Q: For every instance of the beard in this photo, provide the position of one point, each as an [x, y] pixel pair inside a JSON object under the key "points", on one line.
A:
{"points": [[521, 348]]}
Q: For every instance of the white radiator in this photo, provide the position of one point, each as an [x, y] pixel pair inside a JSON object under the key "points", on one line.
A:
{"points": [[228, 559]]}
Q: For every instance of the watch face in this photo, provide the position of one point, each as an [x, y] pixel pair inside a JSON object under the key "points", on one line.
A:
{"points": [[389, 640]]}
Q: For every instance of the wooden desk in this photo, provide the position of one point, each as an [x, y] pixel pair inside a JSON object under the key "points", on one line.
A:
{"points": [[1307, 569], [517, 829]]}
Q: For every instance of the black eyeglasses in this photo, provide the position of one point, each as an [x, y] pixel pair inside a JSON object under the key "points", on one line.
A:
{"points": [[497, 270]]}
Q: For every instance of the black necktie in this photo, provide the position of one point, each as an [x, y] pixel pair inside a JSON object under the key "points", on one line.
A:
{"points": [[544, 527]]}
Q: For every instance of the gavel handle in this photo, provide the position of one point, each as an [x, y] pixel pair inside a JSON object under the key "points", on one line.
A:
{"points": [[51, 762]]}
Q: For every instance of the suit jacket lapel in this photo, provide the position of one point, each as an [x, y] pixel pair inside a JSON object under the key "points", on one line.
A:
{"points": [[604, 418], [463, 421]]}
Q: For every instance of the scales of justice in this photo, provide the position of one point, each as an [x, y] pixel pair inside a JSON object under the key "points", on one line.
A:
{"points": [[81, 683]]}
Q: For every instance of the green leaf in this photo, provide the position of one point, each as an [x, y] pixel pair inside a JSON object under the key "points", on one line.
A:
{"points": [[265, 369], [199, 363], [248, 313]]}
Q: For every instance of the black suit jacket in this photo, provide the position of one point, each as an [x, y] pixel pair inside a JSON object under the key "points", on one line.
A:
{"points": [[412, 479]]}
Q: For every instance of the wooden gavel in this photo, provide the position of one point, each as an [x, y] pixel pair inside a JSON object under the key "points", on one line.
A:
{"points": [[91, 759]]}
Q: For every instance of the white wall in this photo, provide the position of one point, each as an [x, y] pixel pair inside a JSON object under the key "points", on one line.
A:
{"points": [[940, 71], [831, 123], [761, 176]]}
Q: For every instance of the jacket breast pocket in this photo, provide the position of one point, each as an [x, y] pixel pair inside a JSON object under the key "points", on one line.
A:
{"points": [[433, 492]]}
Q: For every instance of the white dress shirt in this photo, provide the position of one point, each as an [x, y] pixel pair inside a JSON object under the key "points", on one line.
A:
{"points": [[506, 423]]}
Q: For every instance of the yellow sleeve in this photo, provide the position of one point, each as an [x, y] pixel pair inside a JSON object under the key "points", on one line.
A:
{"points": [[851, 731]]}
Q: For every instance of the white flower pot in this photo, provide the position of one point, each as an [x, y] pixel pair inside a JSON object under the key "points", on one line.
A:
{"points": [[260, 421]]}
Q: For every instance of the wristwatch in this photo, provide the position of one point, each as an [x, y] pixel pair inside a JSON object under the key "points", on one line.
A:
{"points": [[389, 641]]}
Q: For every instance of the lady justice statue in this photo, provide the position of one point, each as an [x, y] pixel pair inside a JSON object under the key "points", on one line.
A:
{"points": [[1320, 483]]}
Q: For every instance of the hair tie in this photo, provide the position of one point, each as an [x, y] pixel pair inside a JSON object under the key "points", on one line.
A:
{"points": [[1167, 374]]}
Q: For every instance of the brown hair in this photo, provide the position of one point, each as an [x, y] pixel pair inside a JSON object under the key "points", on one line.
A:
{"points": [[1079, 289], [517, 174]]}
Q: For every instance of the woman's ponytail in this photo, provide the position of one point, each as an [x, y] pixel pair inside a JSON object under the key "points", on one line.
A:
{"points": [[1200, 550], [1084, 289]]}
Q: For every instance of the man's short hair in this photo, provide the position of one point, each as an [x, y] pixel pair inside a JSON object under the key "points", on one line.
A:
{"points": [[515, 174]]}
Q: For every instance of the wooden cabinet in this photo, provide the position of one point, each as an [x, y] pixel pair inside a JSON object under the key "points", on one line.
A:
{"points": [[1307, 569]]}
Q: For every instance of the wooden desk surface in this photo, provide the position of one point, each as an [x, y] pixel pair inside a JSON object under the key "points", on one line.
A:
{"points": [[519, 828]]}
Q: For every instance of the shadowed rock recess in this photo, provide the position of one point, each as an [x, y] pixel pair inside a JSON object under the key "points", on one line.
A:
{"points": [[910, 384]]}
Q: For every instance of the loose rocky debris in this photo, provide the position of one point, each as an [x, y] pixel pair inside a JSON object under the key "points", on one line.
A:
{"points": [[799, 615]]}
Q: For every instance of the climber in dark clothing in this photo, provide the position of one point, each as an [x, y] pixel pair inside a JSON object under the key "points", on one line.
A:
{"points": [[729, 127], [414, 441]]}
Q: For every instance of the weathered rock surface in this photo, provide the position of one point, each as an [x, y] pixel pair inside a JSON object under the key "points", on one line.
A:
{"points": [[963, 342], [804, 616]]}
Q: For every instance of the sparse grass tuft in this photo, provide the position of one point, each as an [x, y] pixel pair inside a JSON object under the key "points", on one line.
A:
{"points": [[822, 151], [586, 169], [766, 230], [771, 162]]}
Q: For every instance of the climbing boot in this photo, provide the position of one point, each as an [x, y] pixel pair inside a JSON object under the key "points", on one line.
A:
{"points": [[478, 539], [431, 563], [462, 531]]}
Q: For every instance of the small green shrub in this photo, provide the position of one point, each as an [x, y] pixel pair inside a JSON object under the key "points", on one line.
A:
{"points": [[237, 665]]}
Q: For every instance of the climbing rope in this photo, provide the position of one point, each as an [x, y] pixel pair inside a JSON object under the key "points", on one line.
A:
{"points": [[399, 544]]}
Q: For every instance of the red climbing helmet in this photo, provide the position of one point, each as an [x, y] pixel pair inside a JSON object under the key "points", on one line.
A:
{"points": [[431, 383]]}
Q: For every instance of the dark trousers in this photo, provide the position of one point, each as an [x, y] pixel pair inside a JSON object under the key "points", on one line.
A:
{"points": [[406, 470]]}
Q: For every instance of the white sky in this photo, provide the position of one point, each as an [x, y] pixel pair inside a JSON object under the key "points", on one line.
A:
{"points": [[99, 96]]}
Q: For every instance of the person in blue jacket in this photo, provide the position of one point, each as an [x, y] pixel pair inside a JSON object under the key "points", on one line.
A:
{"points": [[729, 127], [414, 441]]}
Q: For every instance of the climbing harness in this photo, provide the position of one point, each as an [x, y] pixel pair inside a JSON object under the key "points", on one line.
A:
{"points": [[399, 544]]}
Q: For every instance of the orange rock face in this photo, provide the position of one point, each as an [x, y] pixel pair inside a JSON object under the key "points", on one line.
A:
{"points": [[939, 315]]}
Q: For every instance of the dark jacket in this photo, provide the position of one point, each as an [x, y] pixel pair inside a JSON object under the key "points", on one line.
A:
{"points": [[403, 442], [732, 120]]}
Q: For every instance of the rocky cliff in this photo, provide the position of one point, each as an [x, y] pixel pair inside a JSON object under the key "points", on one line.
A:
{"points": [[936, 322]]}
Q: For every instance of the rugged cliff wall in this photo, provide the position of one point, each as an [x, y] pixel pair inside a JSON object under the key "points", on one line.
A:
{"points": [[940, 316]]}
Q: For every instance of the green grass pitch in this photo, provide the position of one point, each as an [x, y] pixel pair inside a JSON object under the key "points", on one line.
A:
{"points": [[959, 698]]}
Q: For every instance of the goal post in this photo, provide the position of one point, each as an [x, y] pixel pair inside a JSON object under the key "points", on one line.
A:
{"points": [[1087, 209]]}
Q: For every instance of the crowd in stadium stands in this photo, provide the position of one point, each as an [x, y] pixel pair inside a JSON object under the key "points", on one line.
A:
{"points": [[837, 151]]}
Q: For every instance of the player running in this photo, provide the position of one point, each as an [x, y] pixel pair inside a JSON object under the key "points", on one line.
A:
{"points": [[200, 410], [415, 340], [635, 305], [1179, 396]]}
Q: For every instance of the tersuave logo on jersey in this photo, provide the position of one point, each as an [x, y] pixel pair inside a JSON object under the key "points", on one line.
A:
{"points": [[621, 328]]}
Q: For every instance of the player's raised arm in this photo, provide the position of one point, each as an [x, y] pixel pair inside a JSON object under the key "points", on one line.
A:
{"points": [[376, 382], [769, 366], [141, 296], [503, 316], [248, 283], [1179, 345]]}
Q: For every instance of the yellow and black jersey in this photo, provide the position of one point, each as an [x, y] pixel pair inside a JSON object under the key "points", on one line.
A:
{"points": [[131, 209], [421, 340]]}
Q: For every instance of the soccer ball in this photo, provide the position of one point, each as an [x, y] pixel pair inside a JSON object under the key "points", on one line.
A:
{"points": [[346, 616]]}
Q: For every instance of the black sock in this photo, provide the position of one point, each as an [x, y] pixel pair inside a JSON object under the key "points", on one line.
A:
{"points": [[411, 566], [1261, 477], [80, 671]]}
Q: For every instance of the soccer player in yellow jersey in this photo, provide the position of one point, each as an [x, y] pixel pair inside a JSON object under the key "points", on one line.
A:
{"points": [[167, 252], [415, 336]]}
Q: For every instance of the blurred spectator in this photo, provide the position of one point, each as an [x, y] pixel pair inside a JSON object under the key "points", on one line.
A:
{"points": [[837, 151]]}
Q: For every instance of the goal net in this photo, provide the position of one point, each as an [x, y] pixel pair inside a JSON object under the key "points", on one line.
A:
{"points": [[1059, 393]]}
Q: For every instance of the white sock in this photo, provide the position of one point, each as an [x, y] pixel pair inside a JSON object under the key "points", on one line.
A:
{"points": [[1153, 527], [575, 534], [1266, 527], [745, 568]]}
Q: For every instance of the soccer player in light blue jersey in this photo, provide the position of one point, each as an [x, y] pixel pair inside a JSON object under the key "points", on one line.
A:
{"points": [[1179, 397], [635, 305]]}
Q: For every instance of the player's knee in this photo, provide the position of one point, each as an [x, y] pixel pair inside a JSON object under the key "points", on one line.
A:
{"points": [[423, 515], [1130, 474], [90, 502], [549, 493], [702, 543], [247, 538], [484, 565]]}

#### [WRITTEN INSTRUCTION]
Rewrite the lines from the one containing "Q: For every instance of the white sock" through the end of the entries, replacing "pixel pair" with "coordinate pair" and leaving everything else unchanged.

#### [COMPLETE ANSWER]
Q: For every instance of the white sock in this photo, provide the position of one point, each as an [x, y] coordinate pair inside a JSON object under the key "points", on one line.
A:
{"points": [[1153, 527], [575, 534], [1266, 527], [745, 568]]}
Q: For every instance of the soccer player in light blue jersey in this photo, provide the position of one point, each as an [x, y] coordinate pair inside a JSON object under the key "points", on one line.
A:
{"points": [[1179, 397], [635, 305]]}
Q: For every instance of the player's knee in this photo, provide the position of one point, each as an [x, y] coordinate pair inside a JSON object under the key "points", on one line.
A:
{"points": [[423, 515], [1130, 474], [90, 502], [549, 493], [702, 543], [247, 538], [484, 565]]}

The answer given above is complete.